→ EXERCISE DESCRIPTION
Your task is to output the listing word for word, with pictures excluded.

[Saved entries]
**********

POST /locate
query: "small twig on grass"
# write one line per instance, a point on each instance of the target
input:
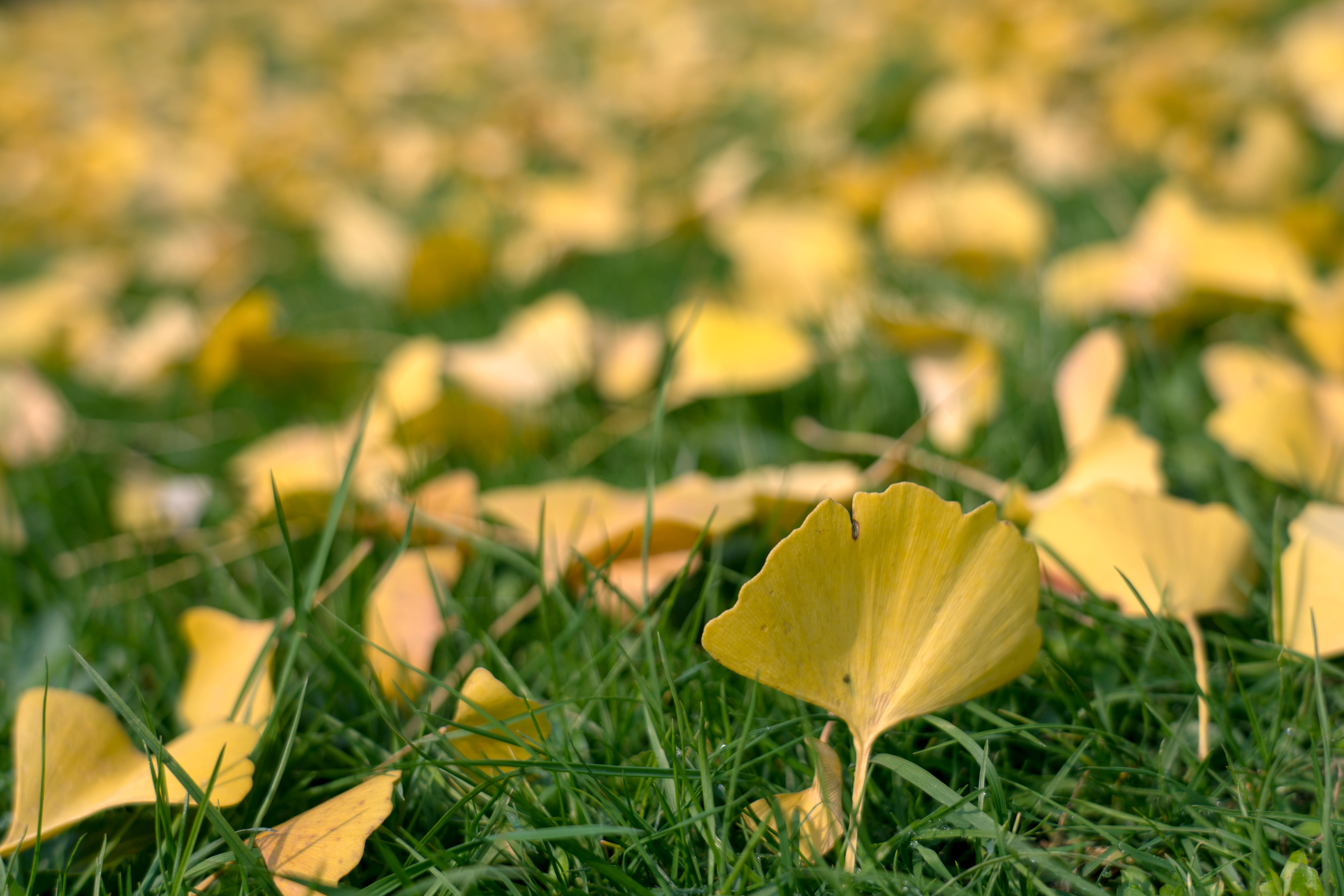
(1201, 649)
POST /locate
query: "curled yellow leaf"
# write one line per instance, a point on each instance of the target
(92, 766)
(326, 843)
(225, 653)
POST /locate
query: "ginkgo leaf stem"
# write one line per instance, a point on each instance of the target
(1201, 649)
(861, 786)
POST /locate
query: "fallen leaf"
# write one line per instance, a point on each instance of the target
(959, 392)
(226, 652)
(815, 816)
(404, 617)
(326, 843)
(630, 361)
(1087, 385)
(484, 694)
(900, 611)
(251, 320)
(970, 220)
(366, 246)
(1182, 558)
(1312, 566)
(620, 592)
(92, 766)
(35, 422)
(729, 351)
(147, 502)
(541, 353)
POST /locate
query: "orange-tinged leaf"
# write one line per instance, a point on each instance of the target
(1088, 382)
(326, 843)
(1314, 565)
(92, 766)
(519, 715)
(1185, 559)
(224, 653)
(620, 593)
(405, 618)
(815, 816)
(901, 611)
(729, 351)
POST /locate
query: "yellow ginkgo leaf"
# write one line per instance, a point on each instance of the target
(970, 220)
(484, 694)
(365, 245)
(447, 269)
(326, 843)
(1319, 326)
(308, 461)
(794, 259)
(541, 353)
(814, 816)
(628, 361)
(784, 496)
(226, 652)
(900, 611)
(1182, 558)
(620, 592)
(959, 392)
(35, 421)
(448, 499)
(404, 618)
(409, 385)
(251, 320)
(1314, 565)
(1116, 455)
(1276, 417)
(729, 351)
(92, 766)
(1087, 385)
(147, 502)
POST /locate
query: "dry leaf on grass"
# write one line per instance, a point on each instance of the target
(92, 765)
(1314, 567)
(901, 611)
(404, 617)
(484, 694)
(326, 843)
(815, 817)
(226, 652)
(729, 351)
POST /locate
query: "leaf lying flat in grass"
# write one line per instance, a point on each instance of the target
(815, 816)
(486, 698)
(905, 609)
(225, 652)
(92, 765)
(326, 843)
(404, 618)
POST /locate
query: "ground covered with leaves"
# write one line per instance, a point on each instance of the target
(390, 395)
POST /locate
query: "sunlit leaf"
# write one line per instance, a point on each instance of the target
(326, 843)
(225, 652)
(92, 765)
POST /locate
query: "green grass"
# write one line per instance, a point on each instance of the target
(1081, 774)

**********

→ EXERCISE RESULT
POST /locate
query: "small twig on grass"
# write one line per instance, a point on each instance of the target
input:
(1201, 649)
POST /locate
query: "curled yellow leaf"
# write one line per instance, a point on each instance of the target
(92, 766)
(326, 843)
(225, 653)
POST /locate
query: "ginkgo leaf stem"
# write one line per instance, a point on each instance of the target
(1201, 649)
(861, 786)
POST /locate
query: "fallen leaf"
# write one line per instance, a point on each instance of the target
(959, 392)
(226, 652)
(815, 816)
(404, 617)
(326, 843)
(630, 361)
(1087, 385)
(484, 694)
(900, 611)
(251, 320)
(970, 220)
(366, 246)
(1182, 558)
(1312, 566)
(620, 592)
(92, 766)
(35, 422)
(729, 351)
(147, 502)
(541, 353)
POST /locate
query: "orange-tinged leaf"
# write one line per instance, a point on each instance of the target
(1088, 382)
(326, 843)
(1314, 565)
(92, 766)
(519, 715)
(1185, 559)
(224, 653)
(620, 593)
(405, 618)
(815, 816)
(901, 611)
(729, 351)
POST /locate
query: "yellow ginkgo leaf"
# write one line per instance, a point on each instance of the target
(970, 220)
(484, 694)
(365, 245)
(447, 269)
(326, 843)
(1319, 326)
(308, 461)
(794, 259)
(541, 353)
(814, 816)
(628, 361)
(784, 496)
(226, 652)
(900, 611)
(1182, 558)
(620, 592)
(959, 392)
(35, 421)
(448, 499)
(404, 618)
(409, 385)
(251, 320)
(1314, 565)
(1116, 455)
(1276, 417)
(729, 351)
(92, 766)
(1087, 385)
(147, 502)
POST /locate
query: "dry leaf on grass"
# write one line per instance, a point on each instance of the target
(92, 765)
(1314, 567)
(901, 611)
(404, 617)
(484, 694)
(326, 843)
(815, 817)
(226, 652)
(729, 351)
POST /locate
query: "leaf lying flat in grass"
# write one line per instance, a point on each instance of the target
(815, 816)
(486, 698)
(905, 609)
(225, 652)
(92, 765)
(326, 843)
(404, 618)
POST /locate
query: "ground covered with leaves"
# write one line per instance, a point on each instance of the target
(390, 395)
POST /locate
query: "sunlit leaf"
# write one line per instance, a point on each instance of the target
(326, 843)
(225, 652)
(92, 765)
POST /locate
query: "green grass"
# write one line per instance, a point on each instance of the target
(1081, 774)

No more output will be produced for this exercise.